DIRECTIONS:
Retype verbatim the rows below, starting at the line that contains "Mark each instance of the mountain" and continuing through the last line of the rows.

ENTRIES PROVIDED:
━━━━
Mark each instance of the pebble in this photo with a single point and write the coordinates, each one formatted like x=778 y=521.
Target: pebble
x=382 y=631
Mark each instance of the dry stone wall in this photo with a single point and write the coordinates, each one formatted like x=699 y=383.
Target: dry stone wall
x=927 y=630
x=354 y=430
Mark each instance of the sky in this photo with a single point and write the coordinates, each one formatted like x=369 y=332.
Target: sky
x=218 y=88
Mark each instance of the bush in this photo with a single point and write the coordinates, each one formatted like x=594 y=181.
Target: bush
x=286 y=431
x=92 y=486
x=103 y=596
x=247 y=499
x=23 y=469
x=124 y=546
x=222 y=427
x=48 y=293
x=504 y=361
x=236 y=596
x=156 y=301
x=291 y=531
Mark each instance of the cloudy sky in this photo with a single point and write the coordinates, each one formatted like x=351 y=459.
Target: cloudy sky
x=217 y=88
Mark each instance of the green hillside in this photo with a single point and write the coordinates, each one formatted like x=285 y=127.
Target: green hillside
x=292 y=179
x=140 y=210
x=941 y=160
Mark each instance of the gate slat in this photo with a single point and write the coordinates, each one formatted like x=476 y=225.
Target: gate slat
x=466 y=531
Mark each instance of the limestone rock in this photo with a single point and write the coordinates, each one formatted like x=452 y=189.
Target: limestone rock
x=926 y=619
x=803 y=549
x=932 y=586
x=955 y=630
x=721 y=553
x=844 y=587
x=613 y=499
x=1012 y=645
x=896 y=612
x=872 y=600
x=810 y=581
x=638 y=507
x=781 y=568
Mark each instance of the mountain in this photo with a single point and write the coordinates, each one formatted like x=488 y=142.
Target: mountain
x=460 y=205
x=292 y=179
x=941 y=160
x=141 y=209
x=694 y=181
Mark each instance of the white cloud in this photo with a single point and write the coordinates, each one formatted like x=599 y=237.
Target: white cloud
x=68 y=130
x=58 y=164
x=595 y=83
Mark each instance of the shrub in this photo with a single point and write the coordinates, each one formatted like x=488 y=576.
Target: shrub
━━━━
EXERCISE RESULT:
Mark each instance of the mountain in this photo with a single point and write the coordinates, each one formatted like x=488 y=142.
Target: mountain
x=460 y=205
x=292 y=179
x=941 y=160
x=141 y=209
x=694 y=181
Mark each instance of the white cloud in this photo with a single point and write the coordinates, each one formatted like x=599 y=237.
Target: white cloud
x=68 y=130
x=58 y=164
x=595 y=83
Mark each instance of the shrub in this photo with a single point and write the coordinates, each one formatted like x=488 y=576.
Target: shrub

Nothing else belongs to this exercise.